- **SUPPLIED PASSAGE**:
**********
TLDR: Strip sensitive content before it hits your vector DB — not at query time. One LLM pass at ingest beats a thousand prompt instructions at retrieval.

the build

An internal frozen SOP knowledge base built on Next.js 16 needed a way to actually answer questions from the docs.

Not keyword search. Answer. With citations. In a bottom-drawer chat that pops open with Cmd+K.

The source material was a mix of node .md SOP files and raw Loom, Zoom, and Make (an automation platform) call transcripts.

Which meant before any of it touched a database, we had a problem.

the pipeline

Four stages: chunk → strip → embed → SQLite.

Chunk: break each source file into coherent pieces — speaker turns, paragraph breaks, ~600 words per chunk. Nothing exotic here.

Strip: this is the interesting one.

Every chunk goes through a Sonnet 4.6 LLM pass before the embedding call. The prompt is blunt: drop anything that isn't systems-level content. Team member names, personal tangents, strategy, opinions — gone. What stays is the operational system knowledge, and nothing else.

Embed: OpenAI text-embedding-3-small, 1536 dimensions. (Started with Voyage — swapped per preference, not a failure. Cleaner single-vendor stack.)

Store: a single data/rag.db file via sqlite-vec (a SQLite extension that stores and queries float vectors). Committed to the repo. Frozen at launch. No external vector service to wrangle.
**********
- **TASKS TO COMPLETE**:
• A. Please copy the passage of the SOP knowledge base write-up above word for word, starting with "Which meant before" and going on through "Cleaner single-vendor stack.)".
• B. Extend the SOP knowledge base write-up above, picking up right after its last sentence.

- **DATASET SECTION**:
**********
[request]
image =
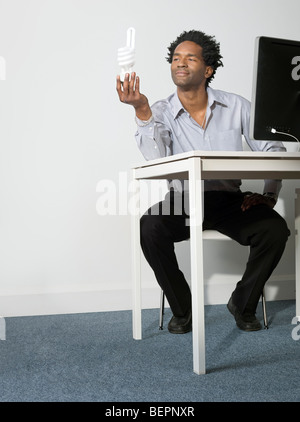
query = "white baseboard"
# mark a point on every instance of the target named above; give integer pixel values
**********
- **ANSWERS BY ITEM NUMBER**:
• A.
Which meant before any of it touched a database, we had a problem.

the pipeline

Four stages: chunk → strip → embed → SQLite.

Chunk: break each source file into coherent pieces — speaker turns, paragraph breaks, ~600 words per chunk. Nothing exotic here.

Strip: this is the interesting one.

Every chunk goes through a Sonnet 4.6 LLM pass before the embedding call. The prompt is blunt: drop anything that isn't systems-level content. Team member names, personal tangents, strategy, opinions — gone. What stays is the operational system knowledge, and nothing else.

Embed: OpenAI text-embedding-3-small, 1536 dimensions. (Started with Voyage — swapped per preference, not a failure. Cleaner single-vendor stack.)

• B.
the wall

Getting this to actually run on Vercel nearly wrecked me.

better-sqlite3 and sqlite-vec are native binaries. Vercel's serverless bundler doesn't know what to do with them — it quietly leaves them out and you get runtime errors that are completely opaque about why.

What did I try first? Blamed the import. Blamed the module version. Blamed my Next.js config. (Wrong, wrong, wrong.)

the fix

Two things, once I understood what was actually happening:

  1. Mark native modules external in next.config.ts — stop the bundler from trying to inline them
  2. Add data/rag.db to outputFileTracingIncludes — explicitly tell Vercel to pull the committed SQLite file into the function bundle

Both feel obvious in hindsight. Neither is where you'd naturally look in the docs.

why this matters

The strip step is the thing I hadn't thought through until we were mid-build.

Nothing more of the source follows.